Selected text:
Sketch This!

The Second City returns to Tucson for two 'Laugh Out Loud' performances

Actors are always delighted when they're working, but Cecily Strong thinks her gig beats them all.

"There's nothing better than having a job where you're laughing every day, and you're making your co-workers laugh and other people laugh," she says.

She's one of five cast members of the Second City's Laugh Out Loud Tour, which comes to the Temple of Music and Art for two performances this weekend. Hosted by the Arizona Theatre Company, with whom the famed Second City seems to be building a tight relationship, the group returns for the third consecutive year with yet another brand-new show.

This one sounds like a trip down memory lane—one that rolls through 50 years of the Land of Hilarious.

Laugh Out Loud sounds like it could be called The Best of Second City, Vol. 1. There's no way that one show could contain all of the primo sketches Second City has developed over five decades.

Director Sabrina Harper explains how this show was put together.

"We always start with a premise, usually provided by our producers, and take off from there. For this show, it's trying to find some of the best sketches created over the years—ones which are still fresh and workable."

Trying to identify these sketches takes a lot of work.

"Second City has an archive—stacks of scripts and DVDs from over the years. So you start there, going through all these stacks and stacks. It's like the Library of Comedy."

Harper says that she has to weigh which sketches might work best for her particular group of actors, and which will cover a range of subjects—yet still fit together to create a satisfying whole.

Given request A: Please find every line in the entries below that contains the word "saddle" and copy each one.
The article and the entries below are unrelated to each other.

Records provided:
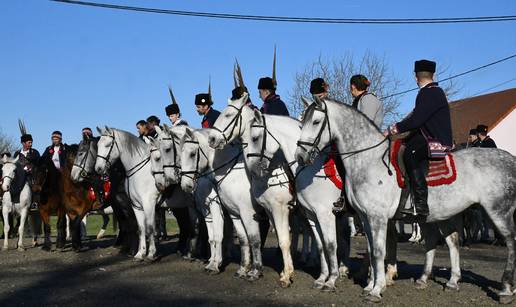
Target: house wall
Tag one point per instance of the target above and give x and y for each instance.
(504, 134)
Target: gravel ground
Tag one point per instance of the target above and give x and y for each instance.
(102, 277)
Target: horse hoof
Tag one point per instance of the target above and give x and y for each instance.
(329, 288)
(284, 283)
(421, 285)
(318, 285)
(451, 287)
(506, 299)
(373, 298)
(389, 282)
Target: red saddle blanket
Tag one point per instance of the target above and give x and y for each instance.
(330, 169)
(440, 171)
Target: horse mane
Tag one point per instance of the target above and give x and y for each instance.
(130, 142)
(311, 108)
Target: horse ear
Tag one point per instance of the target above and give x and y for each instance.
(257, 115)
(158, 129)
(306, 101)
(189, 133)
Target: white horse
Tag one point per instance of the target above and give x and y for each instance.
(10, 170)
(273, 195)
(165, 154)
(226, 171)
(376, 194)
(115, 144)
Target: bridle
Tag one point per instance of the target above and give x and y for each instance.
(237, 120)
(314, 151)
(6, 176)
(194, 174)
(82, 164)
(261, 155)
(175, 165)
(133, 170)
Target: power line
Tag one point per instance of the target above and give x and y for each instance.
(456, 76)
(493, 87)
(383, 21)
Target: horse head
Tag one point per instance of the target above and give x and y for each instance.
(9, 166)
(191, 161)
(84, 162)
(107, 150)
(261, 146)
(314, 135)
(229, 124)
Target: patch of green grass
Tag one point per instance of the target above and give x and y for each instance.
(94, 223)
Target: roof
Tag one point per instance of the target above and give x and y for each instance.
(489, 110)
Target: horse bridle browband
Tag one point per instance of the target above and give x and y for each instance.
(261, 155)
(237, 120)
(175, 165)
(133, 170)
(82, 164)
(314, 151)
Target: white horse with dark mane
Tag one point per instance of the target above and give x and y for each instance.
(140, 187)
(226, 171)
(272, 193)
(11, 169)
(376, 195)
(165, 158)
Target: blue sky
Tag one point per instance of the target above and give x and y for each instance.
(66, 66)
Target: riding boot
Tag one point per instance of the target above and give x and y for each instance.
(419, 193)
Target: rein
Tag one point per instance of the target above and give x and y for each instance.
(237, 120)
(314, 151)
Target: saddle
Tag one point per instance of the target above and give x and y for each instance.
(440, 171)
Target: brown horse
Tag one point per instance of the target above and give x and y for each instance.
(46, 186)
(60, 195)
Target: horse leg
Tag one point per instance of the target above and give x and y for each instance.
(323, 276)
(344, 233)
(6, 208)
(23, 218)
(379, 237)
(61, 229)
(452, 240)
(391, 258)
(142, 246)
(150, 224)
(105, 222)
(215, 235)
(431, 237)
(245, 261)
(280, 214)
(504, 221)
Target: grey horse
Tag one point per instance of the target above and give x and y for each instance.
(362, 147)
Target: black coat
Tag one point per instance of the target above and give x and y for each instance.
(273, 105)
(62, 156)
(209, 119)
(430, 115)
(487, 143)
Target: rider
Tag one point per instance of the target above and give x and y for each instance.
(484, 140)
(28, 158)
(473, 140)
(152, 121)
(371, 106)
(203, 103)
(141, 127)
(56, 152)
(272, 103)
(174, 114)
(430, 119)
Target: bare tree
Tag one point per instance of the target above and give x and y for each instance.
(338, 71)
(7, 144)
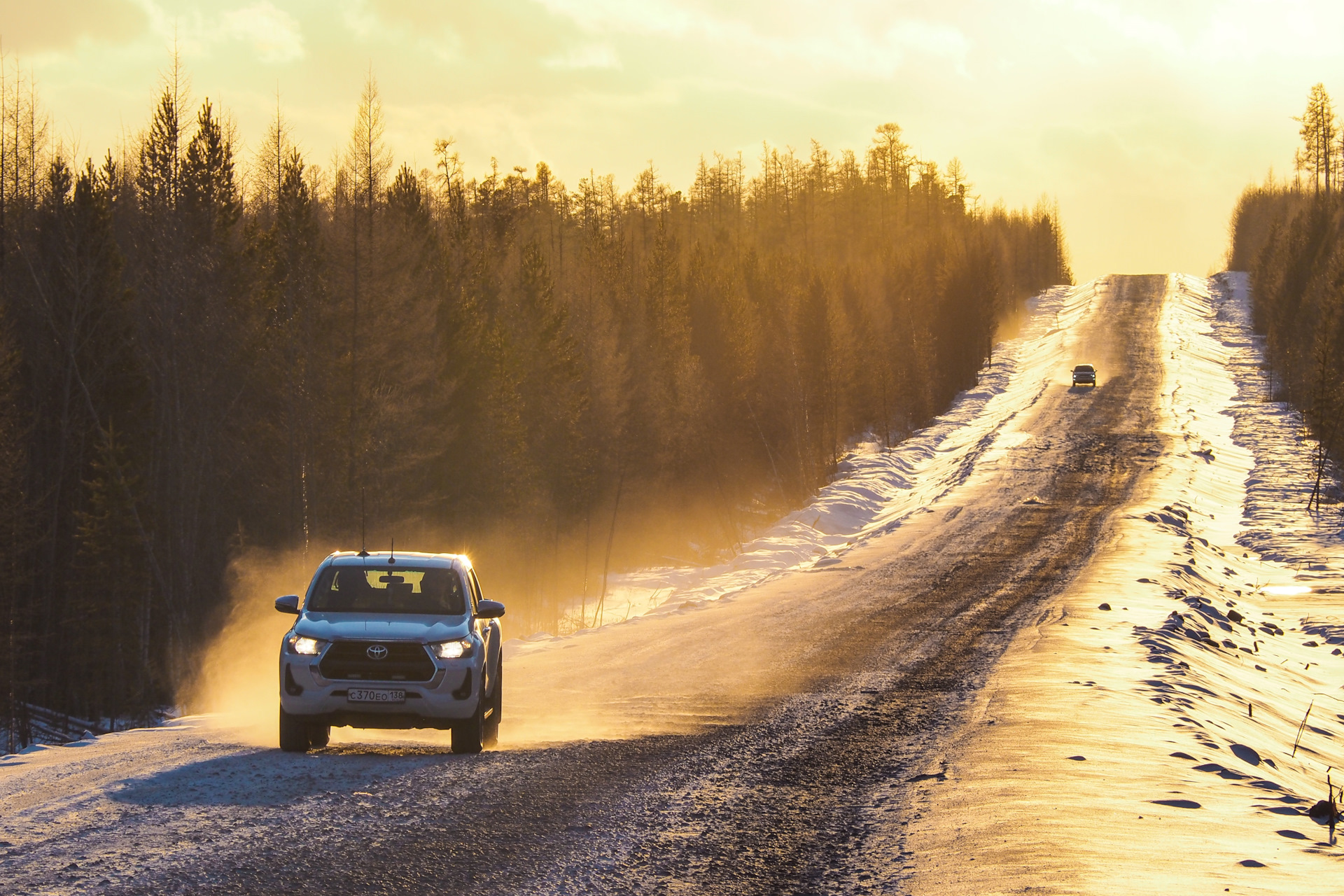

Given request B: Summarize the Second City article in two sentences.

Complete output A:
Target: red saddle blanket
Target: saddle

Complete output B: The Second City's Laugh Out Loud Tour, hosted by the Arizona Theatre Company, returns to Tucson's Temple of Music and Art for two performances in its third consecutive year with a brand-new show, and cast member Cecily Strong says nothing beats a job where you're laughing every day. Director Sabrina Harper explains that the show draws on the best sketches from Second City's 50-year archive of scripts and DVDs that are still fresh and workable, chosen to suit her actors, cover a range of subjects, and fit together into a satisfying whole.